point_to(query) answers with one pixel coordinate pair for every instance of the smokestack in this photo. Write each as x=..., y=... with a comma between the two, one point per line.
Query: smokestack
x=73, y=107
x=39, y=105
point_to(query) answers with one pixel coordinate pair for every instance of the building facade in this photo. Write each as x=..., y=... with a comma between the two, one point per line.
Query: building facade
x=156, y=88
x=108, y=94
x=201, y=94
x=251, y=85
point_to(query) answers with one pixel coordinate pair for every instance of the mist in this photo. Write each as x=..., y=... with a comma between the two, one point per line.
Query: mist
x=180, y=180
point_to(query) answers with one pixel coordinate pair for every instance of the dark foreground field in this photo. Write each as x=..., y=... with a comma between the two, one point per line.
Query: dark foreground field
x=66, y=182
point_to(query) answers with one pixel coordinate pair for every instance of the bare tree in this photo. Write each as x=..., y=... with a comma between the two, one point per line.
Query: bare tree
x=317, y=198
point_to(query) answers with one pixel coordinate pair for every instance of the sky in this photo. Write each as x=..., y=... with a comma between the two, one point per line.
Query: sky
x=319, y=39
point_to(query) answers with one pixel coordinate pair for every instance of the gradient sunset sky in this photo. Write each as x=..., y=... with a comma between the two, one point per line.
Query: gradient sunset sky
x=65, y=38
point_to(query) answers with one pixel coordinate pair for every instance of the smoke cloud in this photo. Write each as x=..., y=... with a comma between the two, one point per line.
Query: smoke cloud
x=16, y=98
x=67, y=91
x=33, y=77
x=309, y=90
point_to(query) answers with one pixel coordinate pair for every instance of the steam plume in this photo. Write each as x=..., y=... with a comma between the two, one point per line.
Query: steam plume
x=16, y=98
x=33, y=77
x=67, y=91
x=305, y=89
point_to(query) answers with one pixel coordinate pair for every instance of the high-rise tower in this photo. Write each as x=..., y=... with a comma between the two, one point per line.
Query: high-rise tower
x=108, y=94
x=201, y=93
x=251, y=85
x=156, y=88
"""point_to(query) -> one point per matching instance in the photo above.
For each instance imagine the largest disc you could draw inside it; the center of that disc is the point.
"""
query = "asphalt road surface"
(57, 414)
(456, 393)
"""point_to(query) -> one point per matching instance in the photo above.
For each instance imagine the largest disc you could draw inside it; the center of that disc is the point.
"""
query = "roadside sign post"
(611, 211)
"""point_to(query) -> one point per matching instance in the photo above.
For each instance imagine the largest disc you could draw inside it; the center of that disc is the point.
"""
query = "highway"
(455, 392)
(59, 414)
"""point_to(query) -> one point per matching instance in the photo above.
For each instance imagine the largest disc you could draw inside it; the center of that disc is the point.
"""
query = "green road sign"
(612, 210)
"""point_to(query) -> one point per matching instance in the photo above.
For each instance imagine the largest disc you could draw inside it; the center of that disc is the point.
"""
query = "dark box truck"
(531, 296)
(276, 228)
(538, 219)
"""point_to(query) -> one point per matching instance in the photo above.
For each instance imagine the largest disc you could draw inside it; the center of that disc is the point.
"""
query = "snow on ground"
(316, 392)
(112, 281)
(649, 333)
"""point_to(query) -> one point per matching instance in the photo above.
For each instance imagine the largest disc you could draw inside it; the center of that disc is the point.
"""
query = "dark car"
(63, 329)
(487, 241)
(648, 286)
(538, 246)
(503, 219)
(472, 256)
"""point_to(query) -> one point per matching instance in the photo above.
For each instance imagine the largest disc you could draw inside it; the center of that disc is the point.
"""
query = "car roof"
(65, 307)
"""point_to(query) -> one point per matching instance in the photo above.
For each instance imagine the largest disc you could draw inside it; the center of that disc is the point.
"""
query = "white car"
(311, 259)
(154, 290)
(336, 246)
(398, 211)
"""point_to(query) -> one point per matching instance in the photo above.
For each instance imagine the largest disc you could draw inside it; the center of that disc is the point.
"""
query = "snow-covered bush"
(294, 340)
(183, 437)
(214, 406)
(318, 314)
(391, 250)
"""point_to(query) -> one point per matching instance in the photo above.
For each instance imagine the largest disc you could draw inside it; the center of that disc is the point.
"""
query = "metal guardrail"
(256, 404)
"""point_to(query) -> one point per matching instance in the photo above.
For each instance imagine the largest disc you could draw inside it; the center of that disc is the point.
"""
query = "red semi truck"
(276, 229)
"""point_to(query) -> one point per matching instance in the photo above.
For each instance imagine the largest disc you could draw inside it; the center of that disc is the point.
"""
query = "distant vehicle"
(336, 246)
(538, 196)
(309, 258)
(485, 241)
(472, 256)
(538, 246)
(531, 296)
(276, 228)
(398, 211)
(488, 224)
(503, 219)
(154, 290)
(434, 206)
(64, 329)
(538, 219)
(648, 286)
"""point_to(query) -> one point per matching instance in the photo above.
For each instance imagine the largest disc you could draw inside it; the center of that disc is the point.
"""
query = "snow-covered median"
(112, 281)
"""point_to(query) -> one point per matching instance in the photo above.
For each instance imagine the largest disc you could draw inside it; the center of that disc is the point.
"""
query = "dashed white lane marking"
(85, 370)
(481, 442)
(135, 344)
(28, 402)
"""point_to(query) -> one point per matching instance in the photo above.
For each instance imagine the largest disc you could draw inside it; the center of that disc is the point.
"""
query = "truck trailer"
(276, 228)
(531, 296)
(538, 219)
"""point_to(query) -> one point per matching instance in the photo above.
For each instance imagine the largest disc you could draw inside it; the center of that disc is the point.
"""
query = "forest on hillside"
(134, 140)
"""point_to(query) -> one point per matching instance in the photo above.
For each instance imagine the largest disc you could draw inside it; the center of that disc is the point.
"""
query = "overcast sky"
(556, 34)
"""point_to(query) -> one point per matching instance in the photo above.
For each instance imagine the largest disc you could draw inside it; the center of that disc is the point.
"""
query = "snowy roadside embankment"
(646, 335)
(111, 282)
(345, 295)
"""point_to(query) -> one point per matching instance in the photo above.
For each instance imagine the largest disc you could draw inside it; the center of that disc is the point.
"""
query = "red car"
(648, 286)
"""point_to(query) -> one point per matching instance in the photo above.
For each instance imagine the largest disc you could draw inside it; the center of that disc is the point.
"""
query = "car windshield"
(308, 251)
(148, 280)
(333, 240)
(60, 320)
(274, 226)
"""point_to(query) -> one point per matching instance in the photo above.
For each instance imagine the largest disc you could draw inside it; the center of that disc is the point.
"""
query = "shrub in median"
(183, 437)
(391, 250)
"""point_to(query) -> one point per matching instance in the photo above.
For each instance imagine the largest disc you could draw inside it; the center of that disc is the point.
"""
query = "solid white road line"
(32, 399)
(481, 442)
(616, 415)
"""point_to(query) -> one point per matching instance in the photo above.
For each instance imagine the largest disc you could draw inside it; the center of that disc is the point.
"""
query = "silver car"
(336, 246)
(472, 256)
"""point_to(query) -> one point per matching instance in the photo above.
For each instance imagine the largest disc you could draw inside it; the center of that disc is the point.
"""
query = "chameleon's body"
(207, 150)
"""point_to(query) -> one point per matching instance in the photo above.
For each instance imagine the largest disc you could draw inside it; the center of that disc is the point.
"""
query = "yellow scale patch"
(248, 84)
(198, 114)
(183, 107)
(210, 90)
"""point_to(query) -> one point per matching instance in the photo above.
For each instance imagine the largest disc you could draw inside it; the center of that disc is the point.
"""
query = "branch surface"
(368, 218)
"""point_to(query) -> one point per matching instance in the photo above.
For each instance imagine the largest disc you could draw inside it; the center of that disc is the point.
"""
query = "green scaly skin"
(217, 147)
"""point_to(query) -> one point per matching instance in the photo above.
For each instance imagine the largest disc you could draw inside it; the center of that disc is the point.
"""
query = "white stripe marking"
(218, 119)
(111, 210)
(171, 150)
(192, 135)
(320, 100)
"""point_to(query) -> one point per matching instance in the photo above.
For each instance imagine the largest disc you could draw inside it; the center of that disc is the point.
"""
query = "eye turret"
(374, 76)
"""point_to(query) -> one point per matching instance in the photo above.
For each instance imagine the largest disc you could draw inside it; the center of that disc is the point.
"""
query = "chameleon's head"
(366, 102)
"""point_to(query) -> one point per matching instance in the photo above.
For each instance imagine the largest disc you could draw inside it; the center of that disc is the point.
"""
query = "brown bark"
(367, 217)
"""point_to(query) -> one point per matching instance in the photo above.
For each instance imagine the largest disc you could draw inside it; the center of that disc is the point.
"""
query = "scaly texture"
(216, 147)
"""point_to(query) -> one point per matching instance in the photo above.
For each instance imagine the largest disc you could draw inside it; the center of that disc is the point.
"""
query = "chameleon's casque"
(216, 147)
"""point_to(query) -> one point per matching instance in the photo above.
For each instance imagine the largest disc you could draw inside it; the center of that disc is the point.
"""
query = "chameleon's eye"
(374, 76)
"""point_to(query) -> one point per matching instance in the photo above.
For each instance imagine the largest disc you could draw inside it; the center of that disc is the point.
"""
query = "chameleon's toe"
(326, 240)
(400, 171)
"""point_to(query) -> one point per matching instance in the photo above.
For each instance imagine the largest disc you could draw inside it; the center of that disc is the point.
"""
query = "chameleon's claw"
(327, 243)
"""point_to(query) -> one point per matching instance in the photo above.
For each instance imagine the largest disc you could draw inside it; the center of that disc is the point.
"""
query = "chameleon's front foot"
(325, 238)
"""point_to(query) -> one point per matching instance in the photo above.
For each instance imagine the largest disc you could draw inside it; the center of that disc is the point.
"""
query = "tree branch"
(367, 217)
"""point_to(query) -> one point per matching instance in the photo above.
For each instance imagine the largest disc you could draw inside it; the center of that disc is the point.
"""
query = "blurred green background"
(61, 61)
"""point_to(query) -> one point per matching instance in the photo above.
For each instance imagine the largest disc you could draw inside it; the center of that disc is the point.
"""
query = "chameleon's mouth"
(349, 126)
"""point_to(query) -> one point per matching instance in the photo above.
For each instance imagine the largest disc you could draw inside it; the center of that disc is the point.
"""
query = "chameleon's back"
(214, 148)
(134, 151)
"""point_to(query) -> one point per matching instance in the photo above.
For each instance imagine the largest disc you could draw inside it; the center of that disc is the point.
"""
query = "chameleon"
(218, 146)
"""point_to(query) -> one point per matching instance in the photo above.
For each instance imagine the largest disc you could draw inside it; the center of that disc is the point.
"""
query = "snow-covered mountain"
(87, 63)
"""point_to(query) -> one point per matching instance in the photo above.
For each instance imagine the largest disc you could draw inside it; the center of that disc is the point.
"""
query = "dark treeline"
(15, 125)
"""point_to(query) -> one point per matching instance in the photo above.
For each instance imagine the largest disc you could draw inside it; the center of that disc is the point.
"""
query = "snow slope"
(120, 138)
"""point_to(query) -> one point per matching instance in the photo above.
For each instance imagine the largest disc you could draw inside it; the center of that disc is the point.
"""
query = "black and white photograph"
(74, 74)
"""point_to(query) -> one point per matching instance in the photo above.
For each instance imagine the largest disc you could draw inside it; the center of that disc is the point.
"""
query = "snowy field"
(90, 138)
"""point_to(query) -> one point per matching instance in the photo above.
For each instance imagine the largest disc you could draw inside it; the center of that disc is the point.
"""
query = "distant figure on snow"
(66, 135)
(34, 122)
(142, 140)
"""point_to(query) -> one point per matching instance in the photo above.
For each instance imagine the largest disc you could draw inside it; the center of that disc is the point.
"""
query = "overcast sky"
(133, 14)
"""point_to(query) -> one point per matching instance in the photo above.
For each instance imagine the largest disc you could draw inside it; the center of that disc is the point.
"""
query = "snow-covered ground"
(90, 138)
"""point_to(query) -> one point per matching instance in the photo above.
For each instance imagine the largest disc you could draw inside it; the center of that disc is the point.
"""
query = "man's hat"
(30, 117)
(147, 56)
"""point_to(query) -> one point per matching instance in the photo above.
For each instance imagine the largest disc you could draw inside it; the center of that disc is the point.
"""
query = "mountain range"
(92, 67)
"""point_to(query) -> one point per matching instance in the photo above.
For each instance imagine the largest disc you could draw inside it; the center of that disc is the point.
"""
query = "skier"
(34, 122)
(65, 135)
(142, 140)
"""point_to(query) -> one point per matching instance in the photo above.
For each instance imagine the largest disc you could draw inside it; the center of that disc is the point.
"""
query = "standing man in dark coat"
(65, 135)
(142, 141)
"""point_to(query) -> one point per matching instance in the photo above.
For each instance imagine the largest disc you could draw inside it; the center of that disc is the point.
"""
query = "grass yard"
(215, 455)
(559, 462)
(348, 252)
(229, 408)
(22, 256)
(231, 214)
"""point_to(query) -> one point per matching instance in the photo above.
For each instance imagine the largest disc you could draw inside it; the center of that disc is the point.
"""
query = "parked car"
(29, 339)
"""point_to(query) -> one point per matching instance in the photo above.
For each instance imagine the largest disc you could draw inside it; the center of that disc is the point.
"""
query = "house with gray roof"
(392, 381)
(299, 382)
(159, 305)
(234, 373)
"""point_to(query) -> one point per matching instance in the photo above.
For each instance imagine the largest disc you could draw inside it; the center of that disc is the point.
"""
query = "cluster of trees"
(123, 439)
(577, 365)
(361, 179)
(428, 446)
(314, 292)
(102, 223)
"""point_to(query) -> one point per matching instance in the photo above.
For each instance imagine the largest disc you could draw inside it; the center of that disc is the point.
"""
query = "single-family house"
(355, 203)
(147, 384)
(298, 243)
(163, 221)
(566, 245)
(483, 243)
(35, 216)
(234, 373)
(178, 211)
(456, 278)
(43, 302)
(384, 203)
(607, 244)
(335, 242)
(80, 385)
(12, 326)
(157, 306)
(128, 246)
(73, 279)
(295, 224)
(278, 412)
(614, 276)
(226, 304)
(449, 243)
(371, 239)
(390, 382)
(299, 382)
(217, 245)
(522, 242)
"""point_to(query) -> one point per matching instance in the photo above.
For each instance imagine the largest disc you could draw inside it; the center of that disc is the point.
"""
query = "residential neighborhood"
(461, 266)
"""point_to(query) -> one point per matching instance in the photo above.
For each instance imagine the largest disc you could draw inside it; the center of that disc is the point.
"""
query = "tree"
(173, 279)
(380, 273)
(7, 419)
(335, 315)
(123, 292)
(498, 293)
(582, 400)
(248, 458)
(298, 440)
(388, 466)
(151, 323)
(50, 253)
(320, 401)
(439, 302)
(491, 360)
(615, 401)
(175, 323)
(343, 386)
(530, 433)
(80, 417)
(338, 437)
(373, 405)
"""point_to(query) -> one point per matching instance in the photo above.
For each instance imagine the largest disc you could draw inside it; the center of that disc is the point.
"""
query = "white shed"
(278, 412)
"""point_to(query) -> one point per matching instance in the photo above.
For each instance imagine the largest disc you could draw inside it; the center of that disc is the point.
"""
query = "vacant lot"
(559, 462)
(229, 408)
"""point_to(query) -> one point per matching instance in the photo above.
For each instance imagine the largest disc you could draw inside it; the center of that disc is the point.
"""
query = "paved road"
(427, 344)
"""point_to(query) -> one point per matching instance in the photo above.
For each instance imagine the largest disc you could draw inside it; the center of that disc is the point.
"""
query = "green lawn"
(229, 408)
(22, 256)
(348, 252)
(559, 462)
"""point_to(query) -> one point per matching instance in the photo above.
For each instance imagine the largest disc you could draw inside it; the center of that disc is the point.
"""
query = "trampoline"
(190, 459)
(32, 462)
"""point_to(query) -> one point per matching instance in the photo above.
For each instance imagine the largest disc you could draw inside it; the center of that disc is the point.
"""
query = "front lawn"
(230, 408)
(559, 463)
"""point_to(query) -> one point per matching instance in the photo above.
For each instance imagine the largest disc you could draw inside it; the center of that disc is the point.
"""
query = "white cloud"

##############################

▶ _REQUIRED TASK_
Write out the data from the start through the line holding "x=39, y=105" again, switching "smokestack" to "chimney" and leaving everything else as it is.

▶ _SOLUTION TO THIS PROBLEM_
point_to(query) answers with one pixel coordinate pair for every instance of the chimney in this photo. Write each as x=..., y=... with a comma between the two, one point per line.
Query: chimney
x=73, y=107
x=39, y=105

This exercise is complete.